--- Start of Records for this exercise ---

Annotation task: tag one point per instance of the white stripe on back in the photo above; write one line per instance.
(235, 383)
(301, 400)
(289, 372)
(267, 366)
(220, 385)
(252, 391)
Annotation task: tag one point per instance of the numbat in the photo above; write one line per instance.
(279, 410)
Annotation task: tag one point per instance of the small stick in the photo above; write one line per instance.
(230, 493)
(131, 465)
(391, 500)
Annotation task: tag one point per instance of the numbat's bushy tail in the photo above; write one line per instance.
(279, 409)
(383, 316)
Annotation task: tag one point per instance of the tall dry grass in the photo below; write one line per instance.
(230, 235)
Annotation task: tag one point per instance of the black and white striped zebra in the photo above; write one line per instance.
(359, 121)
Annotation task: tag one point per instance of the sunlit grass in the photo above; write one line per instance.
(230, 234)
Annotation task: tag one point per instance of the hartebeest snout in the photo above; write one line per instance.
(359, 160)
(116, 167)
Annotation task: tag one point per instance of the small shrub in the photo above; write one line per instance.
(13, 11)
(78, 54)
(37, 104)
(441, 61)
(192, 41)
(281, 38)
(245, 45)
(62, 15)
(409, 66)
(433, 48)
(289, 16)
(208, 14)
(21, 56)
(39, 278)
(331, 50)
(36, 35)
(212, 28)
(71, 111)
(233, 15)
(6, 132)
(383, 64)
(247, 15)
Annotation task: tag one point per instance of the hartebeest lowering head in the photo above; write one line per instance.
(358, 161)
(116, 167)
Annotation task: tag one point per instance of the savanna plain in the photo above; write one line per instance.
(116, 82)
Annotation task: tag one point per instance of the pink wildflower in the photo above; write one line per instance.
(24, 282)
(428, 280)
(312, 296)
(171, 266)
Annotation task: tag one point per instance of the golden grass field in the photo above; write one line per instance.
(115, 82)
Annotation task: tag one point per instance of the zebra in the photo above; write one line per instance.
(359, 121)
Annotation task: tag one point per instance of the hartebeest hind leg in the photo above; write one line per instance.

--- End of Records for this exercise ---

--- Short task ---
Rewrite the rows above with every "Annotation task" swapped for "Labeling task", and leave everything else as it is.

--- Finished exercise ---
Labeling task: tag one point per instance of the white stripe on back in the photo above; write one line per instance.
(235, 383)
(301, 400)
(289, 372)
(267, 366)
(220, 385)
(252, 391)
Labeling task: tag one point per instance of the numbat in the photo above; write one line per instance.
(279, 410)
Labeling task: tag one point per instance of the small stick in the photo above; write one line per instance.
(230, 493)
(131, 465)
(391, 500)
Labeling task: tag one point per instance of the numbat's bushy tail in the photo above; write one line per instance.
(279, 409)
(383, 316)
Labeling task: tag one point per instance of the tall dry grass in the photo below; write one line per instance.
(230, 235)
Labeling task: tag one point per instance of the black and white striped zebra in the photo above; write one line per instance.
(359, 121)
Labeling task: tag one point per instance of the sunlit grass in the photo above; write one line per instance.
(230, 234)
Labeling task: tag one point per instance of the hartebeest snout in the photo above; write one line per instance.
(359, 160)
(116, 167)
Labeling task: tag one point per instance of the small shrub in the photo above; write one line per instance.
(13, 11)
(78, 54)
(37, 104)
(441, 61)
(192, 41)
(281, 38)
(245, 45)
(62, 15)
(409, 66)
(433, 48)
(289, 16)
(208, 14)
(21, 56)
(39, 278)
(331, 50)
(36, 35)
(212, 28)
(71, 111)
(233, 15)
(6, 132)
(383, 64)
(247, 15)
Labeling task: tag one point per instance of the hartebeest lowering head in the photo above; write one line per instance.
(358, 161)
(116, 167)
Labeling task: tag one point per instance of the savanna plain in the photo above; write one line per instance.
(116, 82)
Labeling task: tag one point per instance of the pink wildflower in the photo above; write one line per instance.
(24, 282)
(428, 280)
(312, 296)
(171, 266)
Labeling task: tag one point per instance of the golden grass field in the photo above; write one line per instance.
(115, 82)
Labeling task: tag one point per instance of the zebra in the photo above; write one line per instance.
(359, 121)
Labeling task: tag one point per instance of the hartebeest hind leg in the photo above; write one line per instance.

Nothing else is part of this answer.